SUPPLIED MATERIAL start

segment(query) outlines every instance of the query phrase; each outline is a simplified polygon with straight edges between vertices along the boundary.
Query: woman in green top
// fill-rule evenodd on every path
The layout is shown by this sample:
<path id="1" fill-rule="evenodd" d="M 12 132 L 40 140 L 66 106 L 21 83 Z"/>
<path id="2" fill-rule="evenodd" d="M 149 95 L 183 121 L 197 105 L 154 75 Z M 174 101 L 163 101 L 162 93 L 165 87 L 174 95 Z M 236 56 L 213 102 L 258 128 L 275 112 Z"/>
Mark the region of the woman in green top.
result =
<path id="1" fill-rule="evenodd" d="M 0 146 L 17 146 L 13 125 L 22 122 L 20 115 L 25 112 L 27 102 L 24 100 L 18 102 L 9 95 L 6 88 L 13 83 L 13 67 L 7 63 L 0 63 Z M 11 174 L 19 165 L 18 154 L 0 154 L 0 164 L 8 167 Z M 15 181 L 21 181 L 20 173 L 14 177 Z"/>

SUPPLIED MATERIAL end
SUPPLIED MATERIAL start

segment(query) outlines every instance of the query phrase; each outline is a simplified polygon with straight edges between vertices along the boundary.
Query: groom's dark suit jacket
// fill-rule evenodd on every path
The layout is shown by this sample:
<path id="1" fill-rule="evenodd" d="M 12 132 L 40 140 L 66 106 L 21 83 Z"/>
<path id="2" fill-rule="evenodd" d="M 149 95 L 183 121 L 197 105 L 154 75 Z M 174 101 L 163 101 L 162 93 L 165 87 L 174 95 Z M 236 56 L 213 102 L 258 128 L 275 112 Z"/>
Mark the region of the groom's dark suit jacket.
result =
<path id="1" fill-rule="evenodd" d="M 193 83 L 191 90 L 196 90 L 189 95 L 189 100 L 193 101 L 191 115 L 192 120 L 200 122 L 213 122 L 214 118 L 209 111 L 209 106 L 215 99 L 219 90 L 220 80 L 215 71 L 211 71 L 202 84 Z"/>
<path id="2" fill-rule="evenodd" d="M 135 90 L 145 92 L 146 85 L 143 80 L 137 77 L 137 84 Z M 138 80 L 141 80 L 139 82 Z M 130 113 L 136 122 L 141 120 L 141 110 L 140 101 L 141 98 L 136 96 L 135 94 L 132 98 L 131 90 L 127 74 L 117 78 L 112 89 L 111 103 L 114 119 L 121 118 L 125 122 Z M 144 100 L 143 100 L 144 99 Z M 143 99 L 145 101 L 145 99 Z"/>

SUPPLIED MATERIAL end

=== WORK REQUIRED ===
List every line of the data above that contains the string "Mark". Case counts, so only matches with the same capitalization qualify.

=== ANSWER FOR THE TASK ===
Mark the region of the woman in green top.
Mark the region of the groom's dark suit jacket.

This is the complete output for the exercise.